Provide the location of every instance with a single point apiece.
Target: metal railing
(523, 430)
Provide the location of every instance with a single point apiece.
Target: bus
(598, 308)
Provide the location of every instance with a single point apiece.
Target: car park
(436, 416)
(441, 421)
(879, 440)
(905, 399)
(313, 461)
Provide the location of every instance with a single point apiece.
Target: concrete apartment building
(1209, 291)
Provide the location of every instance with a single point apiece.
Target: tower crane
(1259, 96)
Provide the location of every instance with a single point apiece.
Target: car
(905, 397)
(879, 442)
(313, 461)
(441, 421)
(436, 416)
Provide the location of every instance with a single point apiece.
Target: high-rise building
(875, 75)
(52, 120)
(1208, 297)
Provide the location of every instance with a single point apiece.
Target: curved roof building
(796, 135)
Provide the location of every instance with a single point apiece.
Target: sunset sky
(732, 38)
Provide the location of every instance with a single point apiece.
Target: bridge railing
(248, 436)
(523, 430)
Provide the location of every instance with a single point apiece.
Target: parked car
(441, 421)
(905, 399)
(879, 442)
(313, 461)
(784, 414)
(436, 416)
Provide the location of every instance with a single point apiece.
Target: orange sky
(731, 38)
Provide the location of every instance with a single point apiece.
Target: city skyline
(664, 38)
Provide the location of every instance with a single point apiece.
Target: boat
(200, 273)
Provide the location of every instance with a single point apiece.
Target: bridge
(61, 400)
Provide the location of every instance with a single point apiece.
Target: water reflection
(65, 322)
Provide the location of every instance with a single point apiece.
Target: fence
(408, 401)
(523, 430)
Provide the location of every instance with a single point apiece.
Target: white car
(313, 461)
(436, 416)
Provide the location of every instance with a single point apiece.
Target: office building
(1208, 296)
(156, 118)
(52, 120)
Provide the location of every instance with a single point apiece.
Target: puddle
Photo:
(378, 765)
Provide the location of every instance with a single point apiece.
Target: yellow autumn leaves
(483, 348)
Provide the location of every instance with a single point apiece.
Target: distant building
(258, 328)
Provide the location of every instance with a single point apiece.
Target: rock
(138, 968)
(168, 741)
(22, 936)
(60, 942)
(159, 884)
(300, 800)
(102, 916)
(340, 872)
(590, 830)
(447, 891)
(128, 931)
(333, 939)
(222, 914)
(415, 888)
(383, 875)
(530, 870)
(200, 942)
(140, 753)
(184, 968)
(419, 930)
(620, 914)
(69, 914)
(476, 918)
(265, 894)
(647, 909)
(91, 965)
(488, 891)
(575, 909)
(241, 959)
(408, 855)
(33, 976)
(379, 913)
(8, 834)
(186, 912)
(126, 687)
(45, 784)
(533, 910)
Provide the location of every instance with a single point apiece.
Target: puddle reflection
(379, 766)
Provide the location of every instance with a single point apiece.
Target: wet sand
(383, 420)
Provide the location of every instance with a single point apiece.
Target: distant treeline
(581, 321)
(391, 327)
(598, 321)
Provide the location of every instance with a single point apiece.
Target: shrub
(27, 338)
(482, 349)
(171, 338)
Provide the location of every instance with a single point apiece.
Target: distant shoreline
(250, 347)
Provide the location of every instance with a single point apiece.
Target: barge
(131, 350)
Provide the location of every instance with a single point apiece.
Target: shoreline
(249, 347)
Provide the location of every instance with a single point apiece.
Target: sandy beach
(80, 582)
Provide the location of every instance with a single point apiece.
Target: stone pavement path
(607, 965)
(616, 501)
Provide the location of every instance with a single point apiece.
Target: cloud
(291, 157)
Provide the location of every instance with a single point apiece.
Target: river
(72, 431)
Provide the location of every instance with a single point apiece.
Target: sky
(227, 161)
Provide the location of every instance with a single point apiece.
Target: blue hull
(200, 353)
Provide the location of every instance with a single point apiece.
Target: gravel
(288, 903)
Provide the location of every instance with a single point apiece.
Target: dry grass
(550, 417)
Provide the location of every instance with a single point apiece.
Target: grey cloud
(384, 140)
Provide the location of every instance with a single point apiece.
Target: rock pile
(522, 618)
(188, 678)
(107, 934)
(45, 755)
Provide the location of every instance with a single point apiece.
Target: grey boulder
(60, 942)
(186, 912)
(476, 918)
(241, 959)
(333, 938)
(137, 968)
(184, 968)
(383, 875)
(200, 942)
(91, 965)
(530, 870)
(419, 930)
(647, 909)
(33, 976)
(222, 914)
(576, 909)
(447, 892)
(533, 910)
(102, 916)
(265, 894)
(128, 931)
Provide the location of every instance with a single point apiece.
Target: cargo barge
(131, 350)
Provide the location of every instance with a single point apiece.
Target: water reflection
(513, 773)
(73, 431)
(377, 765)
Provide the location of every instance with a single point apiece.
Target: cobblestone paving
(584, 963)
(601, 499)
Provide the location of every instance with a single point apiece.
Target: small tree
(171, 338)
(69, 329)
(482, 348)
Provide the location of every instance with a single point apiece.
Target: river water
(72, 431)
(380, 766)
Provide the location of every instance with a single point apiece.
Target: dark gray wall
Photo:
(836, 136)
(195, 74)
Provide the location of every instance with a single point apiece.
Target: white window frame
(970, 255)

:::::

Exercise prompt – Copy out the whole listing exactly.

Response to the exercise –
Provide the location of every instance with a single point apiece.
Target: metal railing
(523, 430)
Provide the location of every instance with a single point apiece.
Target: bus
(598, 308)
Provide the location of every instance with a single point apiece.
Target: car park
(436, 416)
(441, 421)
(879, 440)
(905, 399)
(313, 461)
Provide the location of every instance with a single point apiece.
Target: concrete apartment building
(1209, 291)
Provide the location of every instance with a single point apiece.
Target: tower crane
(1259, 96)
Provide the location of every instance with a single point apiece.
Target: car
(905, 397)
(879, 442)
(313, 461)
(441, 421)
(436, 416)
Provide the location of every instance with a single point apiece.
Target: high-rise building
(875, 75)
(52, 120)
(1208, 297)
Provide the location of every instance with a single point apiece.
Target: curved roof building
(796, 135)
Provide the location of every instance with a single point apiece.
Target: sunset sky
(732, 38)
Provide the location of every instance with a single point apiece.
Target: bridge railing
(248, 436)
(523, 430)
Provide the location of every instance with a single point apiece.
Target: parked car
(441, 421)
(905, 399)
(879, 442)
(313, 461)
(784, 414)
(436, 416)
Provide the location of every instance with a single point apiece.
Target: orange sky
(731, 38)
Provide the location of every instance with a single point apiece.
Target: city skyline
(664, 38)
Provide the location of every instance with a single point apiece.
Target: boat
(200, 273)
Provide the location of every instance with a single point apiece.
Target: bridge
(61, 400)
Provide the location of every instance with a single point apiece.
Target: water reflection
(65, 322)
Provide the location of every instance with a single point apiece.
Target: fence
(408, 401)
(523, 430)
Provide the location of every instance with a single point apiece.
Target: white car
(313, 461)
(436, 416)
Provide the location of every instance with a single point apiece.
Target: office building
(1208, 296)
(156, 118)
(52, 120)
Provide the location of every instance with a single point apiece.
Target: puddle
Photo:
(378, 765)
Provide the location of every instance with a single point apiece.
Target: yellow autumn leaves
(483, 348)
Provide the location of every instance with a single point apiece.
Target: distant building
(258, 328)
Provide the location of every instance with a single point apiece.
Target: rock
(138, 968)
(168, 741)
(22, 936)
(60, 942)
(159, 884)
(300, 800)
(102, 916)
(340, 872)
(590, 830)
(447, 891)
(128, 931)
(333, 939)
(222, 914)
(415, 888)
(383, 875)
(530, 870)
(200, 942)
(140, 753)
(184, 968)
(419, 930)
(620, 914)
(69, 914)
(476, 918)
(265, 894)
(647, 909)
(91, 965)
(488, 891)
(575, 909)
(241, 959)
(408, 855)
(33, 976)
(379, 913)
(8, 834)
(186, 912)
(126, 687)
(45, 784)
(533, 910)
Provide the location of every instance with a single point apiece.
Target: puddle reflection
(379, 766)
Provide the location of every instance with a single point apiece.
Target: wet sand
(383, 420)
Provide the location of every instance with a single point apiece.
Target: distant treeline
(581, 321)
(391, 327)
(598, 321)
Provide the location of every instance with a single point apiece.
Target: shrub
(27, 338)
(482, 349)
(171, 338)
Provide the location of every instance with a single point apiece.
Target: distant shoreline
(250, 347)
Provide the location of every instance with a single point apiece.
Target: barge
(131, 350)
Provide the location of every instance with a single point apiece.
Target: shoreline
(249, 347)
Provide the location of every instance with a single point apiece.
Target: sandy beach
(80, 582)
Provide the location of every instance with a single point apiece.
Target: stone pavement path
(607, 965)
(616, 501)
Provide the location of every instance with a single point apiece.
Target: cloud
(291, 157)
Provide the location of every instance with a single point apiece.
Target: river
(72, 431)
Provide the location of every instance with a single point apiece.
Target: sky
(227, 161)
Provide the location of every instance with a single point apiece.
Target: blue hull
(200, 353)
Provide the location of every instance with a single point apiece.
Target: gravel
(288, 903)
Provide the location of every instance with a single point apiece.
Target: dry grass
(550, 417)
Provide the location of every instance with a single point apiece.
Target: grey cloud
(384, 140)
Provide the location of every instance with a single point apiece.
Target: rock pile
(522, 618)
(188, 678)
(107, 934)
(45, 755)
Provide the location of every instance with a single point apiece.
Target: grey boulder
(60, 942)
(186, 912)
(476, 918)
(241, 959)
(333, 938)
(137, 968)
(184, 968)
(383, 875)
(200, 942)
(91, 965)
(530, 870)
(419, 930)
(647, 909)
(33, 976)
(222, 914)
(576, 909)
(447, 892)
(533, 910)
(102, 916)
(265, 894)
(128, 931)
Provide the location of every instance with a single point apiece.
Target: cargo barge
(131, 350)
Provide the location of every instance with a single point apiece.
Target: water reflection
(513, 773)
(73, 431)
(377, 765)
Provide the location of every instance with a single point apiece.
Target: cobblestone paving
(584, 963)
(601, 499)
Provide the location of every instance with a single point apiece.
Target: small tree
(171, 338)
(69, 329)
(482, 348)
Provide the location of every instance with a single point apiece.
Target: river water
(72, 431)
(380, 766)
Provide the location of every instance with a single point apiece.
Target: dark gray wall
Photo:
(836, 136)
(195, 74)
Provide the location of every instance with a single point apiece.
Target: white window frame
(970, 255)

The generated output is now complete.